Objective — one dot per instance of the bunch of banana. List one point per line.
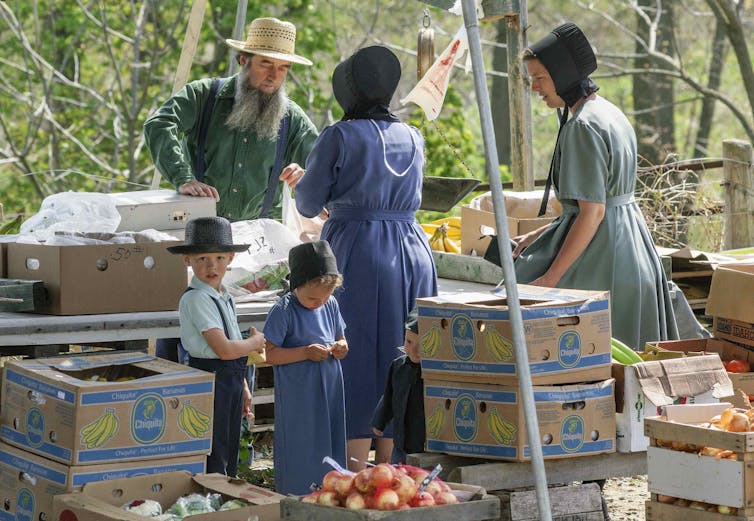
(503, 431)
(497, 345)
(193, 422)
(445, 234)
(430, 341)
(100, 430)
(436, 421)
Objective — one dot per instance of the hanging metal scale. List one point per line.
(425, 47)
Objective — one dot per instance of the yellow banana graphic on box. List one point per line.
(436, 421)
(100, 430)
(430, 342)
(502, 431)
(193, 422)
(498, 346)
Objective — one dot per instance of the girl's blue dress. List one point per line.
(309, 402)
(369, 176)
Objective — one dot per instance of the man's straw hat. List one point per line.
(272, 38)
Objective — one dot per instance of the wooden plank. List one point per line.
(581, 502)
(509, 475)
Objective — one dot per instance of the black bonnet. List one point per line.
(568, 57)
(366, 80)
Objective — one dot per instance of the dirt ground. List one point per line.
(625, 496)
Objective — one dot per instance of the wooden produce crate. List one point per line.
(567, 503)
(688, 475)
(481, 506)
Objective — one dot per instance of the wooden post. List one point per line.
(738, 172)
(520, 113)
(190, 41)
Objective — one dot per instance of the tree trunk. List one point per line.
(499, 99)
(719, 47)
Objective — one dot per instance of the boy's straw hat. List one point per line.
(272, 38)
(208, 235)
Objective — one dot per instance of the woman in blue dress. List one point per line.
(366, 170)
(305, 343)
(600, 242)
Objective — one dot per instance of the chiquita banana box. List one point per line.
(82, 410)
(488, 421)
(467, 337)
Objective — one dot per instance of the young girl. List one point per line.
(305, 343)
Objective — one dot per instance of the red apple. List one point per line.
(311, 497)
(356, 501)
(423, 500)
(361, 480)
(385, 499)
(332, 477)
(404, 486)
(328, 497)
(382, 476)
(445, 498)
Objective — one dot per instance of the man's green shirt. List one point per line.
(237, 163)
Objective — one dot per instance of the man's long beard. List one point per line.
(256, 111)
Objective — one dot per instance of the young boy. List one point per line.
(403, 400)
(211, 336)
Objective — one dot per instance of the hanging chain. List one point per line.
(452, 147)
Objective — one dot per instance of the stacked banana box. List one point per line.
(472, 401)
(73, 420)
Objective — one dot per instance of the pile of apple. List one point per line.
(381, 487)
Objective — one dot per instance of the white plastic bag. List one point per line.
(305, 228)
(72, 212)
(258, 273)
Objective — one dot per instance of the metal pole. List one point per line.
(237, 34)
(514, 307)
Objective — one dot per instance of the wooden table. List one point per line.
(503, 475)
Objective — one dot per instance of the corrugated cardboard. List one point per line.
(159, 209)
(488, 420)
(567, 335)
(48, 404)
(28, 482)
(102, 501)
(645, 388)
(110, 278)
(733, 314)
(727, 351)
(475, 238)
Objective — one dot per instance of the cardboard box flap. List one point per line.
(733, 279)
(663, 381)
(80, 363)
(238, 488)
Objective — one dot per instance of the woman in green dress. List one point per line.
(601, 241)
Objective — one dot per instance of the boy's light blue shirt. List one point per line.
(198, 313)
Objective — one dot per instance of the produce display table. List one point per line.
(41, 335)
(503, 475)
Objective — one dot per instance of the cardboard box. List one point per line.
(53, 407)
(28, 482)
(476, 224)
(102, 501)
(109, 278)
(727, 351)
(487, 421)
(466, 337)
(688, 475)
(159, 209)
(732, 312)
(477, 505)
(644, 389)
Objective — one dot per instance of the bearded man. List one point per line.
(249, 129)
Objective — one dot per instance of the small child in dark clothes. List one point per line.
(403, 400)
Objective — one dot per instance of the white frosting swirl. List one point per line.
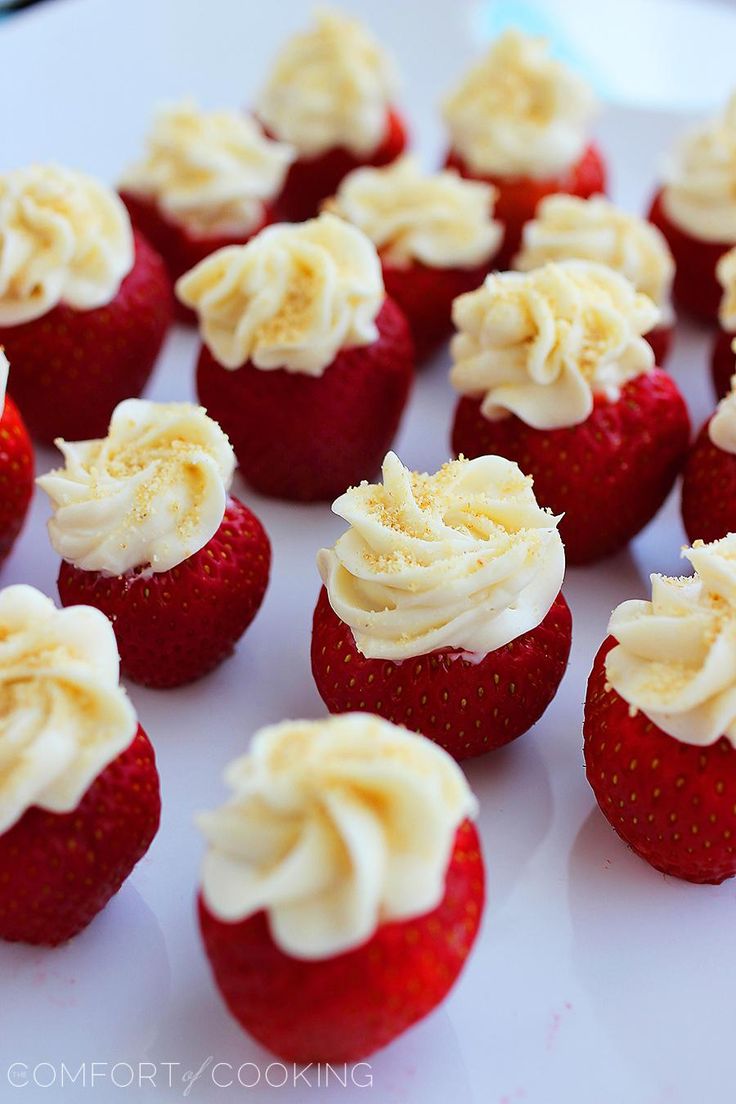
(330, 87)
(291, 298)
(464, 559)
(148, 496)
(437, 219)
(63, 714)
(64, 237)
(700, 192)
(542, 345)
(567, 227)
(334, 827)
(210, 171)
(675, 658)
(519, 112)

Task goal - Everything in the data except the pictures should be restated word for word.

Solved exercise -
Objective — one dot per instance of the bunch of banana. List one point per line.
(503, 431)
(497, 345)
(193, 422)
(445, 234)
(430, 341)
(100, 430)
(436, 421)
Objective — one dot per instance of the hanging metal scale. List one point per line.
(425, 47)
Objective — one dot per instance of the yellow banana graphic on box. List one point per line.
(436, 421)
(100, 430)
(430, 342)
(502, 431)
(193, 422)
(498, 346)
Objective — one dot per instance of the girl's blue dress. List one point per line.
(309, 402)
(369, 176)
Objective — one dot per instance of the man's straw hat. List one point per line.
(272, 38)
Objective — one dot per instance of the wooden plank. List one point per line.
(581, 502)
(509, 475)
Objective — one dot per instance of the black bonnet. List one point per line.
(568, 57)
(366, 80)
Objective — one dot per instance of the dirt ground. List one point per line.
(625, 496)
Objective — one dot per instance of the wooden produce crate. List one point per line.
(567, 503)
(688, 475)
(481, 506)
Objective — one dot per instance of the wooden post. List one point per line.
(738, 172)
(520, 113)
(190, 41)
Objective — one dot per instance of the tree trunk. List one point per line.
(499, 99)
(719, 47)
Objective — one dot per instance of the boy's straw hat. List one point per line.
(272, 38)
(208, 235)
Objective — one dot per instance of the woman in blue dress. List one point per line.
(366, 170)
(305, 343)
(600, 242)
Objective — one dot per instance of the chiquita banana box. List one point per line.
(82, 410)
(488, 421)
(467, 337)
Objective — one dot per instance of the young girl. List one point per line.
(305, 343)
Objective — one dot per instance of the red apple. List one point per line.
(311, 497)
(356, 501)
(423, 500)
(361, 480)
(385, 499)
(332, 477)
(404, 486)
(328, 497)
(382, 476)
(445, 498)
Objective — one dot per instance of the man's green shirt. List one point per line.
(237, 163)
Objective — one dot per instance of the man's long beard. List one point per line.
(256, 111)
Objective — one dot per instance of the young boy. List one point per line.
(403, 400)
(211, 336)
Objective — one dot per instance of the hanging chain. List one point per line.
(452, 147)
Objective — one dot per instance of the stacked banana box. List one point per line.
(472, 401)
(73, 420)
Objective — one dot per instance of the pile of apple. List one point per line.
(381, 487)
Objective — one dot per instance of the white plastic bag. List one point per line.
(305, 228)
(72, 212)
(258, 273)
Objective — one dot per instance of the metal pole. List one point per line.
(237, 34)
(514, 307)
Objective — one dot per instance of the wooden table. List one point per line.
(503, 475)
Objective — one dot per instance of the corrugated cardboard. List one point per line.
(159, 209)
(488, 420)
(567, 335)
(48, 404)
(28, 482)
(102, 501)
(645, 388)
(110, 278)
(733, 314)
(727, 351)
(475, 238)
Objective — one dot per instance of the cardboard box flap. List one point per line.
(733, 279)
(663, 381)
(80, 363)
(238, 488)
Objective — one dot per instance of the woman in green dress. List one point per line.
(601, 241)
Objective — one dot per instance of the boy's light blue shirt. List one point per line.
(198, 313)
Objective — one dot per instance of the produce display table. List one point per line.
(41, 335)
(503, 475)
Objective — one dot per instance of the cardboard box. List one point per line.
(53, 407)
(28, 482)
(476, 224)
(102, 501)
(109, 278)
(727, 351)
(487, 421)
(466, 337)
(688, 475)
(159, 209)
(732, 312)
(477, 505)
(644, 389)
Objective — one dot per instance of the bearded man. List one point per line.
(249, 129)
Objective — one dot per instance of the small child in dark clothes. List one point per line.
(403, 400)
Objective — one dot per instance of the white frosting swirl. List one point per line.
(330, 87)
(291, 298)
(464, 559)
(148, 496)
(437, 219)
(63, 714)
(64, 237)
(700, 192)
(542, 345)
(567, 227)
(334, 827)
(210, 171)
(675, 658)
(519, 112)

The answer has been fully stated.